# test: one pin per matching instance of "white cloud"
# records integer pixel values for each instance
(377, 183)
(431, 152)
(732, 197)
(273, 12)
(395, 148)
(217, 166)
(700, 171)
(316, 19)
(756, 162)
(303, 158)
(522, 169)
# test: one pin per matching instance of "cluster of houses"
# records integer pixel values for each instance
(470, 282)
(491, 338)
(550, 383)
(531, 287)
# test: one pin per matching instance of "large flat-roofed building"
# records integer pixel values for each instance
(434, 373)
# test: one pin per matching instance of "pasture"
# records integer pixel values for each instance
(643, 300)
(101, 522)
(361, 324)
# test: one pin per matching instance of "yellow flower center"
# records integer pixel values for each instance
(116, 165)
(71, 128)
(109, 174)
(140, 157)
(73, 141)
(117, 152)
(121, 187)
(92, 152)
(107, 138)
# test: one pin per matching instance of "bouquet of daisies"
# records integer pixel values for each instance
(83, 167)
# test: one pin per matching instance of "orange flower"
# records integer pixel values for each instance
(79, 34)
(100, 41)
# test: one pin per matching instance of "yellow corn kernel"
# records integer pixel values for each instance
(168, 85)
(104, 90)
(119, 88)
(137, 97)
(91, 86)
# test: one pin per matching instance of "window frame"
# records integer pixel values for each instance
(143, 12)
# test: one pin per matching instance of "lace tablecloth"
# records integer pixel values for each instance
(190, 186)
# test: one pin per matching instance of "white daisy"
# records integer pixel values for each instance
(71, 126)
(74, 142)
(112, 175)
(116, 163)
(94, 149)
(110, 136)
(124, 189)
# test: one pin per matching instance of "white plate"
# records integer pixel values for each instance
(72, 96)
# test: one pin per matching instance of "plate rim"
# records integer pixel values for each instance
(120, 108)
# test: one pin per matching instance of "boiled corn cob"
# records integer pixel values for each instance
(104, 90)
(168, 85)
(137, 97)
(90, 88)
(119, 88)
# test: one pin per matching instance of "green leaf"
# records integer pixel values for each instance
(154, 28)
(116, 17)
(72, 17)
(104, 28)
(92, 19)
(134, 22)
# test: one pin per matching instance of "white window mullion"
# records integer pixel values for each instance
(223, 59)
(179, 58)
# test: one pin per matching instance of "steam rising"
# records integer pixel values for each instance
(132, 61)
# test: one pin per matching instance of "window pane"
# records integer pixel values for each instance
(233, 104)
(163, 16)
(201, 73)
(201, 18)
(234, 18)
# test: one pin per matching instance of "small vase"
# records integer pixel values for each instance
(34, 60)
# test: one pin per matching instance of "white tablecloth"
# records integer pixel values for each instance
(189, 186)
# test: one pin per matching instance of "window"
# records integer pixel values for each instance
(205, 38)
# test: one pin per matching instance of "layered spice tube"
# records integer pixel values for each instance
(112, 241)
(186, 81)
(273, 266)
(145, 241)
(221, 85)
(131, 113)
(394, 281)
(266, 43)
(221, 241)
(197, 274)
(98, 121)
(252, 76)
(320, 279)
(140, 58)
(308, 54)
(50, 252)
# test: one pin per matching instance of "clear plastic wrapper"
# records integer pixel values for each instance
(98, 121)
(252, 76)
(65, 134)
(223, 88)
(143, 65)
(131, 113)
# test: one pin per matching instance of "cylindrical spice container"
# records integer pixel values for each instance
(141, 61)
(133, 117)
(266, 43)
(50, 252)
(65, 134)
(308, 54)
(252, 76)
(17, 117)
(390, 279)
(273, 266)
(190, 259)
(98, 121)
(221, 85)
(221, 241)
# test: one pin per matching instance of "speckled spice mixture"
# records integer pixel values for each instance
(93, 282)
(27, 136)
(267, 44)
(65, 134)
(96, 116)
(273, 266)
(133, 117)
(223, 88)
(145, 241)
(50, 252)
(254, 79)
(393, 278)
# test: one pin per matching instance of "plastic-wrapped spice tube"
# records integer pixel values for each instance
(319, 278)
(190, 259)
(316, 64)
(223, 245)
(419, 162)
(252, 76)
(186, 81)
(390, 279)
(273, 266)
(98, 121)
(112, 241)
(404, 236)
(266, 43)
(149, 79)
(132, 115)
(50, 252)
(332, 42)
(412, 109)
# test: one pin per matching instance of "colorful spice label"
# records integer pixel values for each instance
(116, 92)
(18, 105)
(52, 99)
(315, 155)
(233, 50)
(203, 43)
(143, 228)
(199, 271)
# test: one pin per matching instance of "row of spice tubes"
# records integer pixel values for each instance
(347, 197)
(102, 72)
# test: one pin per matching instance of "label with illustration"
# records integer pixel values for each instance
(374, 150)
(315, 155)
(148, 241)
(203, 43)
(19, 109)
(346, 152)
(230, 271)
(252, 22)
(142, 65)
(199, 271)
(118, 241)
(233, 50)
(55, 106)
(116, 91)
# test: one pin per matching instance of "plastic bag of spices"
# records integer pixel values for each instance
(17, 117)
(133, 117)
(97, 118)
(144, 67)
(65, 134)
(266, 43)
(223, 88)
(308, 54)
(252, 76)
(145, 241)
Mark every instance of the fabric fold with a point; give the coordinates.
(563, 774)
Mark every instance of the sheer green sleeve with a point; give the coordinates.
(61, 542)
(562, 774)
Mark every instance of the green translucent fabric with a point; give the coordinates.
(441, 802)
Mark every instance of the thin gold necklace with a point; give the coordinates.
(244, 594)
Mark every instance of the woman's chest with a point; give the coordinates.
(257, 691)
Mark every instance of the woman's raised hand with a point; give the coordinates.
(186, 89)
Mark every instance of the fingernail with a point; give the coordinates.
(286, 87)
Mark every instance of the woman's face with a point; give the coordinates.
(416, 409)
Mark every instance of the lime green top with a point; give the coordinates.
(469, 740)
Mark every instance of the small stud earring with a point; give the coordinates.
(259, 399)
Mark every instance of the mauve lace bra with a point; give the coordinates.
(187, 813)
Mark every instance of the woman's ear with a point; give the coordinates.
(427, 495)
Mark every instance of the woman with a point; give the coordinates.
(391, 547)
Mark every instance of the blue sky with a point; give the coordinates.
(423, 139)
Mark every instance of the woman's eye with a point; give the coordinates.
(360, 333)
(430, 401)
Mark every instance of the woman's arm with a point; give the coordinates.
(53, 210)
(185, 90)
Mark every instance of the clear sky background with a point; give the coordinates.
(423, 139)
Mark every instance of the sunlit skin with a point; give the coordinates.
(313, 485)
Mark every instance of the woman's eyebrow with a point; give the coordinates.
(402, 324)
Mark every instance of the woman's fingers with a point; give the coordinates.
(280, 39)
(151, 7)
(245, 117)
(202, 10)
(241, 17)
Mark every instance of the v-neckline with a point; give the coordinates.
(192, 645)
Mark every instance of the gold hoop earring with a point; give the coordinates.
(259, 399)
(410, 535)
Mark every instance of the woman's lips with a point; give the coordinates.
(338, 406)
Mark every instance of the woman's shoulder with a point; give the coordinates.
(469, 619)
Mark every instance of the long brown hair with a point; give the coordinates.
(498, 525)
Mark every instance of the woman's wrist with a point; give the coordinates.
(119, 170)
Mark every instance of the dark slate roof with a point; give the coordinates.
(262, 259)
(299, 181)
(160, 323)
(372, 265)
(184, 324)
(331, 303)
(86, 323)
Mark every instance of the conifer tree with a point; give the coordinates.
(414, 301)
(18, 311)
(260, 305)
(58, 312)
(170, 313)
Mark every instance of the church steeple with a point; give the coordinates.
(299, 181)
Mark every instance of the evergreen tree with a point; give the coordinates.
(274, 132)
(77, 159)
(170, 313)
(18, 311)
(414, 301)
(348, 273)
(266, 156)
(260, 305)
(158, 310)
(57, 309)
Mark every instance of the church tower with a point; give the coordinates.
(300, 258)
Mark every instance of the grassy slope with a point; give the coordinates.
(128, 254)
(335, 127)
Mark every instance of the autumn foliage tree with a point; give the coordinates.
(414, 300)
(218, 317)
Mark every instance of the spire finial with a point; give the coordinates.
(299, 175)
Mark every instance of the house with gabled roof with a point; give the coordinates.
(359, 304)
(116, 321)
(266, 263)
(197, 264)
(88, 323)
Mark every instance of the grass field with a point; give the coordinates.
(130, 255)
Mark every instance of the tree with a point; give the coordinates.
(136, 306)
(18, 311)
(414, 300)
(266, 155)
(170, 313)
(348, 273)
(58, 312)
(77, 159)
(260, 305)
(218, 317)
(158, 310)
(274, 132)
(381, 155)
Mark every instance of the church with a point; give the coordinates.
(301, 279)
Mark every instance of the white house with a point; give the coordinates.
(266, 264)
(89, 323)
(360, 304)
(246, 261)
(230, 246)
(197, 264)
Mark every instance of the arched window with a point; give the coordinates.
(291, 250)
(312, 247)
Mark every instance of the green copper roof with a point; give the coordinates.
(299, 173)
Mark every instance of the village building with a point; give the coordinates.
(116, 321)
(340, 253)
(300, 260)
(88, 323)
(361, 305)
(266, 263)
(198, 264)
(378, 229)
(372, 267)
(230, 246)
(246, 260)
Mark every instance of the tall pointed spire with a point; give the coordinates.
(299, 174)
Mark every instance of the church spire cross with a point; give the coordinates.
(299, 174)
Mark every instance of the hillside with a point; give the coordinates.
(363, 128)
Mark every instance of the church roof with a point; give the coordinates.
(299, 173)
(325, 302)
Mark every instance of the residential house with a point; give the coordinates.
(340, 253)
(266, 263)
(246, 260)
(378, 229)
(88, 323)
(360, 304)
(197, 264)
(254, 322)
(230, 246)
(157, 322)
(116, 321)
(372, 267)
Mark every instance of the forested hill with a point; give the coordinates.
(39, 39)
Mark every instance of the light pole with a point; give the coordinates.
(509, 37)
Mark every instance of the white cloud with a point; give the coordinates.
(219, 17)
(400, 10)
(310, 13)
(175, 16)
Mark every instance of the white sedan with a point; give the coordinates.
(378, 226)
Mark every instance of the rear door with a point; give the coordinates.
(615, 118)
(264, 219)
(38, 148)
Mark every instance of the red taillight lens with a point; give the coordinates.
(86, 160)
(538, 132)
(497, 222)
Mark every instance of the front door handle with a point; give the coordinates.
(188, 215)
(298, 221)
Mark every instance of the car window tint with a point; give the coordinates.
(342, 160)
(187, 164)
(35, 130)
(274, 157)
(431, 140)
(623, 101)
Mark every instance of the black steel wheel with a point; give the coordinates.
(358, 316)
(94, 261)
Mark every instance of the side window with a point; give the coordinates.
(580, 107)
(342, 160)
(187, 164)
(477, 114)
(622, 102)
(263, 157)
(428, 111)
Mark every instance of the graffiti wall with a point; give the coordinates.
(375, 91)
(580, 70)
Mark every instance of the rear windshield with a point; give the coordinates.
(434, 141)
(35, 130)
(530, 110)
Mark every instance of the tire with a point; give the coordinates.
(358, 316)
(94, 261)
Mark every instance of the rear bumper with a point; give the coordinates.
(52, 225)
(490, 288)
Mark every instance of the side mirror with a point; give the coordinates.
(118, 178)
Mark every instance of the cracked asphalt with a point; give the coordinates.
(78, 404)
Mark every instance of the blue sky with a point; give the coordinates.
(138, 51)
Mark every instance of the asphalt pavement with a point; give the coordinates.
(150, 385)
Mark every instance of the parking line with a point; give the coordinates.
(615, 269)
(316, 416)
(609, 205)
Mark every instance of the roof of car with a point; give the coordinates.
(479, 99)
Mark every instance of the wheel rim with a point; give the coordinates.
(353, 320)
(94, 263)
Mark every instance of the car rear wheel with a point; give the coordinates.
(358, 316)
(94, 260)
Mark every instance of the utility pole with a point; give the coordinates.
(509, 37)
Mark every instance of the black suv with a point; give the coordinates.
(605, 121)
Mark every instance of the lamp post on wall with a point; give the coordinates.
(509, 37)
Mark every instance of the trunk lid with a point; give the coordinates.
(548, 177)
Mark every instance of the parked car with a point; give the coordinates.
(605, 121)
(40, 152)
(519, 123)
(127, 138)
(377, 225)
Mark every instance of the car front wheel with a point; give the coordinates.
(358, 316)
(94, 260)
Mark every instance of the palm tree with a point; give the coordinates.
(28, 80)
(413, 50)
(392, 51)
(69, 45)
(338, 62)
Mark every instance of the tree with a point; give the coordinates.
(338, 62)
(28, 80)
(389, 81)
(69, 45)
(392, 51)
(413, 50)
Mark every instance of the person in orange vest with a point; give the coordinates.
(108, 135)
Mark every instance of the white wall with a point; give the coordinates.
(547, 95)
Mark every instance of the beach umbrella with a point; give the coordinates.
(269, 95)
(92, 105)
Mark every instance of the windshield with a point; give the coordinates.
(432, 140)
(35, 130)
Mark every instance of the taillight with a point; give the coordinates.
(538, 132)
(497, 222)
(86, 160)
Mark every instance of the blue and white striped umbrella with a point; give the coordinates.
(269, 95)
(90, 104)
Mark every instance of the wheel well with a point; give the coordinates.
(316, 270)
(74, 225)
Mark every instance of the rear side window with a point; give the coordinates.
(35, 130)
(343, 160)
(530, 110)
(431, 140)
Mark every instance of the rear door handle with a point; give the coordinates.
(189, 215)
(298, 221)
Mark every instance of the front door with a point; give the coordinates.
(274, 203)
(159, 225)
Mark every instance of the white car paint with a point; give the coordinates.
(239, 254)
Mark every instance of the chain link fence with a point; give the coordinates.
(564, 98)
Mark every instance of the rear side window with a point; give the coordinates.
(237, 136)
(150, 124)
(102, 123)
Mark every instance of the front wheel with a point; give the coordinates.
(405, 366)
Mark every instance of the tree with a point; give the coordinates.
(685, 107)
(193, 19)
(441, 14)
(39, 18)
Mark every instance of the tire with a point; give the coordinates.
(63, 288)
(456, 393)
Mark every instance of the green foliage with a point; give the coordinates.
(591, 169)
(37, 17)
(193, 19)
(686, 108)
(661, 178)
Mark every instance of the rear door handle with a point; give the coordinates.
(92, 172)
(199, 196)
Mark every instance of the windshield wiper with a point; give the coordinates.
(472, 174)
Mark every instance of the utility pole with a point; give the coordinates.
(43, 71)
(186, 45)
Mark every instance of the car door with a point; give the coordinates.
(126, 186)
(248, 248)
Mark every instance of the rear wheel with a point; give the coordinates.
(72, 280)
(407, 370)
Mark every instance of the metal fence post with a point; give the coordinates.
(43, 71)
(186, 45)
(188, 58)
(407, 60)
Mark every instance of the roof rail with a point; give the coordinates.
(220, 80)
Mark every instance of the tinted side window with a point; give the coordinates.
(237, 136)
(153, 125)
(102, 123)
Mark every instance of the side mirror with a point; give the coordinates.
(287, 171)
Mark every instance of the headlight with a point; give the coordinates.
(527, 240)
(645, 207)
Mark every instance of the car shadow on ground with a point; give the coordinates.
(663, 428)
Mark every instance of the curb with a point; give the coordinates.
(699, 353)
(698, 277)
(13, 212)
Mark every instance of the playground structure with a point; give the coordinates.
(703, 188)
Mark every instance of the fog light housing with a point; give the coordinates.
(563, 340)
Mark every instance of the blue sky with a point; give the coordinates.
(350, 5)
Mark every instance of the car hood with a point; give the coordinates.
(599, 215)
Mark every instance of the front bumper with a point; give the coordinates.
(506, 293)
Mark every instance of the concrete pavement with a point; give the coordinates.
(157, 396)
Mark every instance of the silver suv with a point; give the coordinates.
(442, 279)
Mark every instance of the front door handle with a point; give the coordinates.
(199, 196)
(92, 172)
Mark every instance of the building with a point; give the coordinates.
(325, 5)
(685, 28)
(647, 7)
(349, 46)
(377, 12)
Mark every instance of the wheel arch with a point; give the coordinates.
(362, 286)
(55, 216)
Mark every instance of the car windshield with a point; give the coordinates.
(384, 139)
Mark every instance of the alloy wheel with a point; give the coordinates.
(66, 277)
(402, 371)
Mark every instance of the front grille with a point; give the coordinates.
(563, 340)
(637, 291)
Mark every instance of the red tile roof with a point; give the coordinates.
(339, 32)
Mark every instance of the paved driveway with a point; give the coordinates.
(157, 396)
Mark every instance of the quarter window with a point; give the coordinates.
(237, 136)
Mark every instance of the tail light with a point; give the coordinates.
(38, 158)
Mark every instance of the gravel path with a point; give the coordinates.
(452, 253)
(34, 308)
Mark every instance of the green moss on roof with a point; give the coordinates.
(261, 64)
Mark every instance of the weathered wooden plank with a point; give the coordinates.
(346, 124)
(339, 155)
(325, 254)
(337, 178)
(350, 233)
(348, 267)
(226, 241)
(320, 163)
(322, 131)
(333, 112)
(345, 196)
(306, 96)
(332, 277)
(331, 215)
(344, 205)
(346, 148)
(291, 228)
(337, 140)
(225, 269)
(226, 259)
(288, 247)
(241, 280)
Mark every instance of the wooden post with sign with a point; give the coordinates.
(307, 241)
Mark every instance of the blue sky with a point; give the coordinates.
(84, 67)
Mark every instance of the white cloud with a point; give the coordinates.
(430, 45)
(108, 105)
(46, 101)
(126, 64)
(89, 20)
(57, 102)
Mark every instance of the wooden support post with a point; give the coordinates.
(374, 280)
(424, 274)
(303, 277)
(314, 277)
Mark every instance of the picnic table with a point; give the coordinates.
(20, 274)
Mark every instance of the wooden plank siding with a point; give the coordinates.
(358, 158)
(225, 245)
───
Look above for the line that holds "Mark every instance of the wooden post", then copy it and each line after it exactly, through the last line of the data.

Mark every instance of the wooden post with sign with a point; give the coordinates.
(307, 241)
Mark every instance of the blue sky with a point; give the coordinates.
(84, 67)
Mark every instance of the white cloud with a point; give the coordinates.
(430, 45)
(108, 105)
(46, 101)
(126, 64)
(89, 20)
(57, 102)
Mark every instance of the wooden support post with a point; give the coordinates.
(374, 280)
(424, 274)
(303, 277)
(314, 277)
Mark every instance of the picnic table with a point; give the coordinates.
(20, 274)
Mark every instance of the wooden plank siding with a point; give the coordinates.
(358, 158)
(225, 245)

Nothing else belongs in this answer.